Tasks to perform:
**1.** From the passage about Desmos written feedback, list what the written feedback feature lets the teacher do or what it does for the student, according to the text.
**2.** Continue the passage about Desmos written feedback, starting right after its final sentence.

Text passage:
Start of Block

I tried the new written feedback feature in Desmos activities yesterday. It was fun! It was also a good reminder about what feedback is good for, and what it isn’t.

I was teaching Burning Daylight. The lesson asks students to write and interpret functions for the hours of daylight over a year in different places using sine or cosine functions. Class was synchronous, so students were also on Zoom. The written feedback feature allows me to write feedback for a student on a specific screen. A notification shows up for the student that also links back to the screen in case they’ve moved ahead. I found written feedback especially useful for small obstacles students encountered. For instance, one student was using 14 as the period for a function modeling months in a year. They kept tinkering with different things but couldn’t get their function to fit the data. I prompted them to think about the connection between the period and months in a year, which helped the student to move forward in the activity. The ability to write equations is nifty too. I can cut and paste a student’s equation and change something to make a suggestion for how they might approach a certain problem. These small pieces of feedback can help to clarify student thinking in the moment or help them through a spot where they feel stuck but only need a quick hint. I could see myself using written feedback in an actual classroom as well. Walking around from student to student can feel cumbersome for small prompts. Giving digital feedback doesn’t carry the social stigma of the teacher coming over to a student or pair of students and asking them to try something again. Feedback is also great for students who rush through the activity, to prompt them to return to a previous screen and expand on their thinking.

End of Block

Entries supplied:
Start of Block

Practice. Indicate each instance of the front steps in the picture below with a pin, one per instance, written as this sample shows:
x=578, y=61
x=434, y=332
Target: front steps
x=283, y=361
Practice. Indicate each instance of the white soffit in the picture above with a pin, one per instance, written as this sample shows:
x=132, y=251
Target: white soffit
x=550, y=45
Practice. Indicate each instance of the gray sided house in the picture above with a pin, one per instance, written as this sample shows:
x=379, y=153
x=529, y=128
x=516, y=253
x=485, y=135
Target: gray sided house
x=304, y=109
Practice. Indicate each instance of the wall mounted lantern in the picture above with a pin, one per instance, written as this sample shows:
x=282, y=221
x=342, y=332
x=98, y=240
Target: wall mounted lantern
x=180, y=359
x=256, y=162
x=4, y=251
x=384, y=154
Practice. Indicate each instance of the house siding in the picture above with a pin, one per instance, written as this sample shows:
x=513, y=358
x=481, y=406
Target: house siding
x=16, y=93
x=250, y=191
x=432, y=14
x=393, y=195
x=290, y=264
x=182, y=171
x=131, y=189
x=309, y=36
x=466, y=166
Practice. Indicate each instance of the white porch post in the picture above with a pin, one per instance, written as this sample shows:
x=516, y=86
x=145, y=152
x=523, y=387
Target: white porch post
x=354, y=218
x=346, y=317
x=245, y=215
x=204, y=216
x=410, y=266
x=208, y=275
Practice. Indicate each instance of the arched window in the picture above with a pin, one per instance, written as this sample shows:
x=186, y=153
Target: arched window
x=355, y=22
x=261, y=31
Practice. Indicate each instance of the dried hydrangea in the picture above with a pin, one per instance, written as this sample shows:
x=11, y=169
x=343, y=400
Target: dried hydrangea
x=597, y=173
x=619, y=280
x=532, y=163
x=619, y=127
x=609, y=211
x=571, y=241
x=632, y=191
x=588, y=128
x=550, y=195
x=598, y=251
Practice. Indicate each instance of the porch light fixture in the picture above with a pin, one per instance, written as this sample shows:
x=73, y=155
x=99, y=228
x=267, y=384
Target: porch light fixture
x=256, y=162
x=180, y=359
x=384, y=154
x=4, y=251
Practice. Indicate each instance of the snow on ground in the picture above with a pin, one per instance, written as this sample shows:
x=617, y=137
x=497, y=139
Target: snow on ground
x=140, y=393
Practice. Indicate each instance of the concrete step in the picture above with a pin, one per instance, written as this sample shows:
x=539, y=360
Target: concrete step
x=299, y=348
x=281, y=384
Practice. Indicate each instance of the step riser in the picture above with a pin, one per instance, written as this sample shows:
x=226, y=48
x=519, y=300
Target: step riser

End of Block

Answers for the exercise:
**1.**
- It lets the teacher write feedback for a student on a specific screen.
- It shows the student a notification that links back to that screen in case they have moved ahead.
- It lets the teacher write equations in the feedback.

**2.**
One issue I encountered is when students are more than a little stuck. In those situations, a quick question or hint often isn’t enough to get them unstuck. Occasionally students tried to get into a conversation with me, typing questions in different places in the activity. But the interface isn’t designed to communicate from student to teacher, leaving students floundering. When students were really stuck, I had a hard time figuring out where the trouble was coming from and communicating a path forward through the written feedback feature. Feedback is great, but it’s not the solution to everything.

Those moments when students are really stuck are ones I usually watch out for in Desmos lessons. I often pause the class to address common issues, or offer a task separate from the activity to help move students forward or get at something they’re missing. Written feedback isn’t a substitute for those moments. Feedback can create a spiral where I’m so focused on getting the student through the task in front of them that I lose the bigger picture and miss better opportunities for helping that student. There’s also the challenge that, once I start giving feedback, some students become reliant on it rather than trying their own ideas and seeing how far they can get without help.

All in all, it’s a nifty feature. It’s great for those small pieces of feedback that can move a student forward. But when a student is really stuck, what they often need isn’t feedback, it’s a bit of instruction and a new task to act as a bridge from where they are to where they’re going.